About this task: Return all of the records below verbatim.
>>>>>
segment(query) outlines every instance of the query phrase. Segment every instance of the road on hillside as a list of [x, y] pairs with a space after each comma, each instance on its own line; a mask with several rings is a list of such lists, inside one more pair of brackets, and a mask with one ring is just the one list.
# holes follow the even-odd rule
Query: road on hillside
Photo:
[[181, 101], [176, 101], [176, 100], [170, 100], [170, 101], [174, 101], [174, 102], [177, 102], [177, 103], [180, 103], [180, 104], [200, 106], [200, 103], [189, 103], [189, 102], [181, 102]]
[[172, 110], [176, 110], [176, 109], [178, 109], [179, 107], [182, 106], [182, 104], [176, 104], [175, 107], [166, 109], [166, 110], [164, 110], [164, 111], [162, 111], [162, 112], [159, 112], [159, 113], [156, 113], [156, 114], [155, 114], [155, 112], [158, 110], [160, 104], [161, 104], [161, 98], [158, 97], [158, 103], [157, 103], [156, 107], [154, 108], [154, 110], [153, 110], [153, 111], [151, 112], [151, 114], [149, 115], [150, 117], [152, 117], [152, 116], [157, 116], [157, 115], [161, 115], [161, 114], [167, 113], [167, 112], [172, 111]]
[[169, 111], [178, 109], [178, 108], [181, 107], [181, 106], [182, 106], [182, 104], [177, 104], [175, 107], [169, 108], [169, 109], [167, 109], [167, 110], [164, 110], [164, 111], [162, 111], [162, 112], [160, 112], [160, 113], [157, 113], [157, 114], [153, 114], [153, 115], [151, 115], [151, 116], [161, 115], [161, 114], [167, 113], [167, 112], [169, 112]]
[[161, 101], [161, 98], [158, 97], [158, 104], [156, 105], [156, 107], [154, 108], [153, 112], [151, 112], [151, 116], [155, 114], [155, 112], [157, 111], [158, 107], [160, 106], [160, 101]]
<<<<<
Task response:
segment(query) outlines every instance of the query phrase. Segment every instance of the road on hillside as a list of [x, y] pairs with a space after each comma, each instance on its own line; a mask with several rings is a list of such lists, inside one more pair of brackets, and a mask with one ring is just the one list.
# holes follow the even-odd rule
Query: road on hillside
Photo:
[[181, 101], [176, 101], [176, 100], [170, 100], [170, 101], [174, 101], [174, 102], [177, 102], [177, 103], [180, 103], [180, 104], [200, 106], [200, 103], [189, 103], [189, 102], [181, 102]]
[[172, 110], [176, 110], [176, 109], [178, 109], [179, 107], [182, 106], [182, 104], [176, 104], [175, 107], [166, 109], [166, 110], [164, 110], [164, 111], [162, 111], [162, 112], [159, 112], [159, 113], [156, 113], [156, 114], [155, 114], [155, 112], [158, 110], [160, 104], [161, 104], [161, 98], [158, 97], [158, 103], [157, 103], [156, 107], [154, 108], [154, 110], [153, 110], [153, 111], [151, 112], [151, 114], [149, 115], [150, 117], [152, 117], [152, 116], [157, 116], [157, 115], [161, 115], [161, 114], [167, 113], [167, 112], [172, 111]]
[[169, 111], [178, 109], [178, 108], [181, 107], [181, 106], [182, 106], [182, 104], [177, 104], [175, 107], [169, 108], [169, 109], [167, 109], [167, 110], [164, 110], [164, 111], [162, 111], [162, 112], [160, 112], [160, 113], [157, 113], [157, 114], [153, 114], [153, 115], [151, 115], [151, 116], [161, 115], [161, 114], [167, 113], [167, 112], [169, 112]]
[[161, 101], [161, 98], [158, 97], [158, 104], [156, 105], [156, 107], [154, 108], [153, 112], [151, 112], [151, 116], [155, 114], [155, 112], [157, 111], [158, 107], [160, 106], [160, 101]]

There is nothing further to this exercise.